● **THE EXERCISE**:
In all the items below, swap "Subject" for "Target" wherever it occurs and keep every other line unchanged. Leave the pictures out of your output.

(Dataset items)
☆ ☆ ☆ ☆

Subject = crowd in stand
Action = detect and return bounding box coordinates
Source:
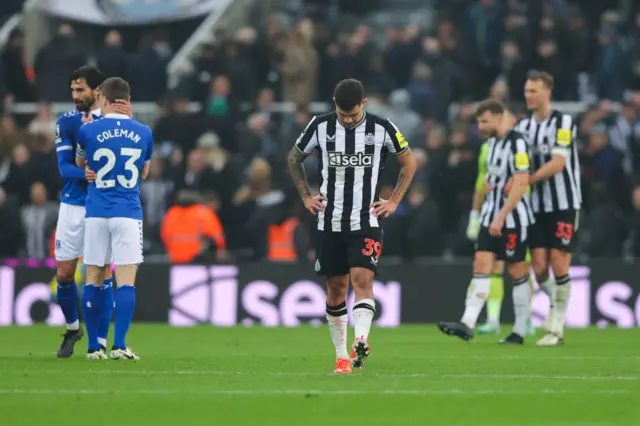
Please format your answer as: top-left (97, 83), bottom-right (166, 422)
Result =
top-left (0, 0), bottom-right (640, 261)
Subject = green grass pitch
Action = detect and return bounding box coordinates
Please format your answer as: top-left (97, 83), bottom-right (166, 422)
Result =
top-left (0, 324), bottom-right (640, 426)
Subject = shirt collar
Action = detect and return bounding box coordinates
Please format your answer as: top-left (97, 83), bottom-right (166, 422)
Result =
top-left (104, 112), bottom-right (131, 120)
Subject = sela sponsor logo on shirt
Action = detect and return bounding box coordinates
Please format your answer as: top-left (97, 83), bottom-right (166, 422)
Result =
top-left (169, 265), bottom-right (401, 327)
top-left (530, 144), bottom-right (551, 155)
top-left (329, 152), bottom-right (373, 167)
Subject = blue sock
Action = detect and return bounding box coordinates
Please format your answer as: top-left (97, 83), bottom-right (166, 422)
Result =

☆ ☆ ☆ ☆

● **TASK RESPONSE**:
Target = crowd in stand
Action = detect and return bounding box coordinates
Source:
Please format your answer as: top-left (97, 83), bottom-right (166, 422)
Result =
top-left (0, 0), bottom-right (640, 261)
Target = green grass pitch
Action = detect and return bounding box coordinates
Please format your answer as: top-left (97, 83), bottom-right (166, 422)
Result =
top-left (0, 324), bottom-right (640, 426)
Target = shirt collar
Action = detect and return bounding box coordinates
Please format your answer as: top-left (97, 83), bottom-right (166, 422)
Result =
top-left (104, 112), bottom-right (131, 120)
Target = sela sponsor logo on shirt
Action = detect and return bounding box coordinates
Please format your answer as: top-left (97, 83), bottom-right (166, 422)
Result =
top-left (169, 265), bottom-right (401, 327)
top-left (530, 144), bottom-right (551, 155)
top-left (329, 152), bottom-right (373, 167)
Target = blue sock
Action = detect and return bounding box coordinates
Please format your answer as: top-left (97, 83), bottom-right (166, 422)
Result =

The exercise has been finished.